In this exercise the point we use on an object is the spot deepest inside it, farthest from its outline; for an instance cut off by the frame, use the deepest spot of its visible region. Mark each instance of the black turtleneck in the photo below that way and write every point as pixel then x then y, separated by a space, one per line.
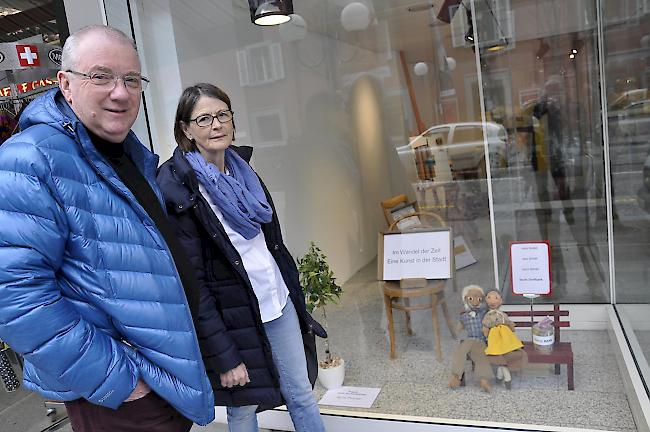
pixel 138 185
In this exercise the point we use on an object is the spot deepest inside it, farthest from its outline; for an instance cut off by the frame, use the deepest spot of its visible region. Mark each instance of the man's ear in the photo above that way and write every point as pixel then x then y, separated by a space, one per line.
pixel 64 85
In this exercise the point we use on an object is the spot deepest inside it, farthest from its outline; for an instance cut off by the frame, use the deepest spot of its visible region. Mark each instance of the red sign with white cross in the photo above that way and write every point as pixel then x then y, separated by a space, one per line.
pixel 28 55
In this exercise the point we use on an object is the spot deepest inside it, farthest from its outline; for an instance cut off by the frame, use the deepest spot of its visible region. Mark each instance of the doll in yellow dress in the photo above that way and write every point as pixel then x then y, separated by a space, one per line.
pixel 501 339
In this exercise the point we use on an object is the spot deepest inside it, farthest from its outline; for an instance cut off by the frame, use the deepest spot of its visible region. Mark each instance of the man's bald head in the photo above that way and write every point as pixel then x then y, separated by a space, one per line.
pixel 70 55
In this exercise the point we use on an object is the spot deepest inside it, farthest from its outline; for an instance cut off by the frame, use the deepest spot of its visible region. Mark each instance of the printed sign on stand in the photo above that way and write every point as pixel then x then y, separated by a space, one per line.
pixel 530 268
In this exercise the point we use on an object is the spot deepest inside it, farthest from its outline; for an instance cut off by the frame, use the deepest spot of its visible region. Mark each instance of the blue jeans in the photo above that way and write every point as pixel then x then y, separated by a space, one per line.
pixel 289 357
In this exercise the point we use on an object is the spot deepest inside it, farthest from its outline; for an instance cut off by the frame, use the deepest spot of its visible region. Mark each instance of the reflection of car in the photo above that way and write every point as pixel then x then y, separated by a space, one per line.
pixel 461 144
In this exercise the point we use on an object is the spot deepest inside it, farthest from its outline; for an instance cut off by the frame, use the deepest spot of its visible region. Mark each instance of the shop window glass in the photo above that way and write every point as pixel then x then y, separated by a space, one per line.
pixel 406 107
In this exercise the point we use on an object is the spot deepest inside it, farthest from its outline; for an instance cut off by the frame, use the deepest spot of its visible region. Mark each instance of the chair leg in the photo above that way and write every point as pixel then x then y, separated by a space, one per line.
pixel 448 320
pixel 391 325
pixel 409 329
pixel 436 326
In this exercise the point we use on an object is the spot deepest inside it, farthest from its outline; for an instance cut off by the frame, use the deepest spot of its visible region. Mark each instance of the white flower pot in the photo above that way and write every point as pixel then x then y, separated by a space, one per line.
pixel 332 377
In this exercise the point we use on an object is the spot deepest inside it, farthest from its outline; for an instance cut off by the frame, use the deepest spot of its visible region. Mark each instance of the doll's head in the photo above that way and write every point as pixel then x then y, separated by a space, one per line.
pixel 493 299
pixel 473 296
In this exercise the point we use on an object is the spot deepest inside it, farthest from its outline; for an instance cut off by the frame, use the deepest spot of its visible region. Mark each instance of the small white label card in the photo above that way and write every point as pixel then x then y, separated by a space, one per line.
pixel 355 397
pixel 530 267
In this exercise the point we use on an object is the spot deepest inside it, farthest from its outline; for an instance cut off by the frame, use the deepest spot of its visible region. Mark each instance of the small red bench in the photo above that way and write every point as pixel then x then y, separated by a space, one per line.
pixel 562 352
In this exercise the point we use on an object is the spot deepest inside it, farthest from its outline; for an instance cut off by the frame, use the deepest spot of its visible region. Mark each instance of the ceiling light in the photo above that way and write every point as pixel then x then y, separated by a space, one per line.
pixel 294 30
pixel 270 12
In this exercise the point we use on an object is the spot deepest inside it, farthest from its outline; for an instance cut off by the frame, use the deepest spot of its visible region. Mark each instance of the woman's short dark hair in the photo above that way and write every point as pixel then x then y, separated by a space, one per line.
pixel 186 104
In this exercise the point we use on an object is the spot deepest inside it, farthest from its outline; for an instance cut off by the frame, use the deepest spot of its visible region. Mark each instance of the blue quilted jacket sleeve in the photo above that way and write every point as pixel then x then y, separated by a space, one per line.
pixel 34 318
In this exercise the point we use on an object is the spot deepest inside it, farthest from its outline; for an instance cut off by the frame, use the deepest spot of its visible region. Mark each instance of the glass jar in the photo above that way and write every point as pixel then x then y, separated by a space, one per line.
pixel 543 338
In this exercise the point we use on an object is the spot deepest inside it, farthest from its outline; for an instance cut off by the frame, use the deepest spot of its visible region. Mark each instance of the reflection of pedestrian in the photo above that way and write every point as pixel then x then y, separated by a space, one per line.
pixel 540 130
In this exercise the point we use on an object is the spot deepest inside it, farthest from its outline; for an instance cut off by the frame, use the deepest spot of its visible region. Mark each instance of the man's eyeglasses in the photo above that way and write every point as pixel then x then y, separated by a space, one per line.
pixel 205 120
pixel 133 83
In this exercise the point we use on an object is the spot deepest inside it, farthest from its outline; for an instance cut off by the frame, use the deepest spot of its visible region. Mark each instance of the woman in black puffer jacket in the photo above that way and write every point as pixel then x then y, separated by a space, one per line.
pixel 252 313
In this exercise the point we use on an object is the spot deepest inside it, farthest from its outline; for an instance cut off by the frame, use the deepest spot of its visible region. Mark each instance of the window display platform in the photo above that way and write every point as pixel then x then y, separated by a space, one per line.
pixel 415 383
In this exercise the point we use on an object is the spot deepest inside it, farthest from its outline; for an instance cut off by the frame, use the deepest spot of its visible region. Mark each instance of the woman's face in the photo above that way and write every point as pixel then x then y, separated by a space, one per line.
pixel 215 138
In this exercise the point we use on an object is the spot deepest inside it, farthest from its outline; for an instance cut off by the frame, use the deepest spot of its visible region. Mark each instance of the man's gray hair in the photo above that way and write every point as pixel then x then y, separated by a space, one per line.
pixel 69 57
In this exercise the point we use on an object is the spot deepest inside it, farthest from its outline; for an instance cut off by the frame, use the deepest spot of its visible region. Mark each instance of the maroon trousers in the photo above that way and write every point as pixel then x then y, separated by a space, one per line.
pixel 150 413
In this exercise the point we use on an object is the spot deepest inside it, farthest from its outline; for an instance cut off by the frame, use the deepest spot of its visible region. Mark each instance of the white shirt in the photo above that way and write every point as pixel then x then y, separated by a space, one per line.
pixel 262 270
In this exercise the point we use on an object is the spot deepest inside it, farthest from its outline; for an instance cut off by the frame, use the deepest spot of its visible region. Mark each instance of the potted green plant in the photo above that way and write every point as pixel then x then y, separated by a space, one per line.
pixel 320 288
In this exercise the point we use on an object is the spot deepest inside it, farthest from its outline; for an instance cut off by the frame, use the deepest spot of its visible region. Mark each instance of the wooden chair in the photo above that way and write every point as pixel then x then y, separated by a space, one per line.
pixel 405 289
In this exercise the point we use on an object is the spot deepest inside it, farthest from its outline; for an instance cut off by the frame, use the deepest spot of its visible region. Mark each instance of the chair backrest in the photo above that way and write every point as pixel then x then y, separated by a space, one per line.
pixel 390 204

# EXERCISE DIRECTIONS:
Could the data above be reproduced exactly, with the pictures left out?

# WRITTEN RESPONSE:
In this exercise the point we use on an object is the spot deepest inside it, farthest from its outline; for an instance cut off by the frame, use the deepest spot of its visible region. Mark each instance of the black turtleneck in the photo below that way and write every point as pixel then x then y, separated by a space, one per line.
pixel 138 185
In this exercise the point we use on an object is the spot deepest inside it, farthest from its outline; for an instance cut off by the frame, use the deepest spot of its visible region. Mark each instance of the man's ear in the photo above that way and write every point as pixel then x then y, separated by a space, one per line.
pixel 64 85
In this exercise the point we use on an object is the spot deepest inside it, farthest from its outline; for an instance cut off by the frame, use the deepest spot of its visible region. Mark each instance of the red sign with white cross in the photo above that way and write every point as pixel then x then y, separated by a space, one per line.
pixel 28 55
In this exercise the point we use on an object is the spot deepest inside it, farthest from its outline; for an instance cut off by the frame, use the deepest spot of its visible region. Mark each instance of the doll in yellow dress in the photo above that way and write every point as pixel then x then y, separated by a space, one per line.
pixel 501 339
In this exercise the point we use on an object is the spot deepest inside it, farthest from its outline; for an instance cut off by the frame, use the deepest spot of its visible region. Mark each instance of the man's bald head in the photo above that way and write every point as pixel then x then y, separated by a space, one per line.
pixel 70 55
In this exercise the point we use on an object is the spot deepest inside it, farthest from its outline; for an instance cut off by the frame, use the deepest spot of its visible region. Mark each instance of the printed sign on stand in the photo above that way and write every point as pixel then x then y, separated by a space, one per line.
pixel 530 268
In this exercise the point we use on an object is the spot deepest inside it, farthest from its outline; for an instance cut off by the frame, use the deepest spot of its visible region. Mark each instance of the blue jeans in the photo above that way and write every point as pixel then x then y, separated by a space, one per line.
pixel 289 357
In this exercise the point we use on an object is the spot deepest inside it, farthest from its outline; for an instance cut off by the frame, use the deepest spot of its visible region. Mark each instance of the reflection of car in the photo above that way and write every point as pixel then x then y, separated by a space, one per line.
pixel 461 144
In this exercise the point we use on an object is the spot deepest inside it, farthest from its outline; for an instance cut off by the frame, use the deepest spot of its visible region. Mark each instance of the shop window glass in the photo above that way and write every point as pixel then x then y, separated by a space, one per line.
pixel 406 107
In this exercise the point we use on an object is the spot deepest inside it, farthest from its outline; for an instance cut off by the frame, use the deepest spot of its visible region. Mark each instance of the chair leg in the photo above that way and write every point as pixel then x then y, separated by a space, one per line.
pixel 448 320
pixel 391 325
pixel 409 329
pixel 436 326
In this exercise the point we use on an object is the spot deepest inside it, farthest from its outline; for an instance cut off by the frame, use the deepest spot of its visible region. Mark each instance of the white flower pot in the photo above that way and write every point as pixel then x then y, separated by a space, one per line.
pixel 332 377
In this exercise the point we use on an object is the spot deepest inside it, farthest from its outline; for an instance cut off by the frame, use the deepest spot of its visible region. Mark each instance of the doll's head in the photo above that way and write every point as pixel then x then y, separated by a space, one per line.
pixel 493 299
pixel 473 296
In this exercise the point we use on an object is the spot deepest inside it, farthest from its outline; for an instance cut off by the frame, use the deepest spot of its visible region. Mark each instance of the small white label card in the photo above that way and write every point as pixel then x then y, separated by a space, one per line.
pixel 355 397
pixel 530 267
In this exercise the point we use on an object is the spot deepest inside it, farthest from its outline; for an instance cut off by the frame, use the deepest spot of its visible region. Mark each instance of the small red bench in the photo above that way and write every point as pixel then x then y, separated by a space, one per line.
pixel 562 352
In this exercise the point we use on an object is the spot deepest inside it, farthest from its outline; for an instance cut off by the frame, use the deepest spot of its visible region. Mark each instance of the ceiling light in the photo above that way and write every point as pixel then x then y, separated by a space, one per line.
pixel 294 30
pixel 270 12
In this exercise the point we use on an object is the spot deepest inside it, farthest from its outline; for an instance cut off by the frame, use the deepest spot of its visible region. Mark each instance of the woman's short dark hair in the photo above that way and write every point as pixel then x then y, separated by a space, one per line.
pixel 186 104
In this exercise the point we use on an object is the spot deepest inside it, farthest from its outline; for an instance cut off by the frame, use the deepest spot of its visible region. Mark each instance of the blue quilted jacket sleeve in the photo above that way and write every point as pixel then x then y, separated by a space, one per line.
pixel 34 318
In this exercise the point we use on an object is the spot deepest inside it, farthest from its outline; for an instance cut off by the frame, use the deepest spot of its visible region. Mark each instance of the glass jar in the photo above that way and write every point as pixel then x then y, separated by a space, one per line.
pixel 543 338
In this exercise the point we use on an object is the spot deepest inside it, farthest from its outline; for an instance cut off by the frame, use the deepest spot of its visible region. Mark each instance of the reflection of pedestrian in the photo above that way and write every point as pixel then x then y, separated by a space, one per line.
pixel 540 130
In this exercise the point we use on an object is the spot deepest inside it, farthest from its outline; for an instance cut off by the frame, use the deepest spot of its visible region. Mark each instance of the man's eyeglasses in the photo above that way and write every point as pixel then x then y, separated by a space, one per line.
pixel 205 120
pixel 133 83
In this exercise the point we use on an object is the spot deepest inside it, farthest from its outline; for an instance cut off by the frame, use the deepest spot of its visible region. Mark each instance of the woman in black puffer jacket in the photo above that way and write every point as pixel then x then y, separated by a space, one per line.
pixel 252 313
In this exercise the point we use on an object is the spot deepest inside it, farthest from its outline; for an instance cut off by the frame, use the deepest spot of its visible region. Mark each instance of the window display platform in the photo above that way and write every point as pixel then x then y, separated by a space, one per line.
pixel 415 383
In this exercise the point we use on an object is the spot deepest inside it, farthest from its outline; for an instance cut off by the frame, use the deepest spot of its visible region. Mark each instance of the woman's face in the photo above that way and write every point as pixel then x then y, separated by a space, one per line.
pixel 215 138
In this exercise the point we use on an object is the spot deepest inside it, farthest from its outline; for an instance cut off by the frame, use the deepest spot of its visible region. Mark each instance of the man's gray hair in the photo above that way and write every point as pixel then x then y, separated by a space, one per line.
pixel 69 57
In this exercise the point we use on an object is the spot deepest inside it, farthest from its outline; for an instance cut off by the frame, use the deepest spot of its visible region. Mark each instance of the maroon trousers in the photo above that way and write every point as pixel then x then y, separated by a space, one per line.
pixel 150 413
In this exercise the point we use on an object is the spot deepest inside it, farthest from its outline; for an instance cut off by the frame, use the deepest spot of its visible region. Mark each instance of the white shirt in the photo above that way and write every point as pixel then x then y, separated by a space, one per line.
pixel 262 270
In this exercise the point we use on an object is the spot deepest inside it, farthest from its outline; for an instance cut off by the frame, use the deepest spot of its visible region. Mark each instance of the potted green plant in the photo above that way and write every point as pixel then x then y, separated by a space, one per line.
pixel 320 288
In this exercise the point we use on an object is the spot deepest inside it, farthest from its outline; for an instance cut off by the frame, use the deepest spot of its visible region. Mark each instance of the wooden chair in the photo above that way and write every point as pixel then x then y, separated by a space, one per line.
pixel 405 289
In this exercise the point we use on an object is the spot deepest inside it, farthest from its outline; for an instance cut off by the frame, use the deepest spot of its visible region. Mark each instance of the chair backrest in the photo above that way and write every point as pixel then x then y, separated by a space, one per line.
pixel 390 204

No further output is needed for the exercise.